■ **PROBLEM TO WORK ON**:
Report, in full, each line in the entries below that contains the string "long". Treat uppercase and lowercase letters as different.

== == ==

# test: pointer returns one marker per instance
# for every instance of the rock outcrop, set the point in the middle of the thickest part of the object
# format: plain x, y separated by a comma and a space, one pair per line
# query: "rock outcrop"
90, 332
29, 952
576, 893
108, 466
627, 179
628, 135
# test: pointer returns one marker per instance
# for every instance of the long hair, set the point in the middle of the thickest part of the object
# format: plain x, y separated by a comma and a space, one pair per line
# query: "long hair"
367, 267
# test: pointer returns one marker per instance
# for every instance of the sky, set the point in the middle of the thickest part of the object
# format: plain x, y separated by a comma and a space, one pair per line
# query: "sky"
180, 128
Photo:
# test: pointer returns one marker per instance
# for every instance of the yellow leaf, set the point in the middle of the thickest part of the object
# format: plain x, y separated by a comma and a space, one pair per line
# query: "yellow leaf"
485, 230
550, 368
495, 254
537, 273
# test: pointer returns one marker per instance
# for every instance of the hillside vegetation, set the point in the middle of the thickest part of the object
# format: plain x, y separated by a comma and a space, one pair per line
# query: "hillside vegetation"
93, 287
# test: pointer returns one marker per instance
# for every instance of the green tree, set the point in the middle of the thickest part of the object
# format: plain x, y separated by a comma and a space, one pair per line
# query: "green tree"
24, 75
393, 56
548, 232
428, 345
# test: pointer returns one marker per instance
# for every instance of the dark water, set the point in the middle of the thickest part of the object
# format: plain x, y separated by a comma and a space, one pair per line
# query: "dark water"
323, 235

== == ==

■ **ANSWER IN FULL**:
# for every instance of the long hair, set the point in the middle of the thickest part of the object
# query: "long hair"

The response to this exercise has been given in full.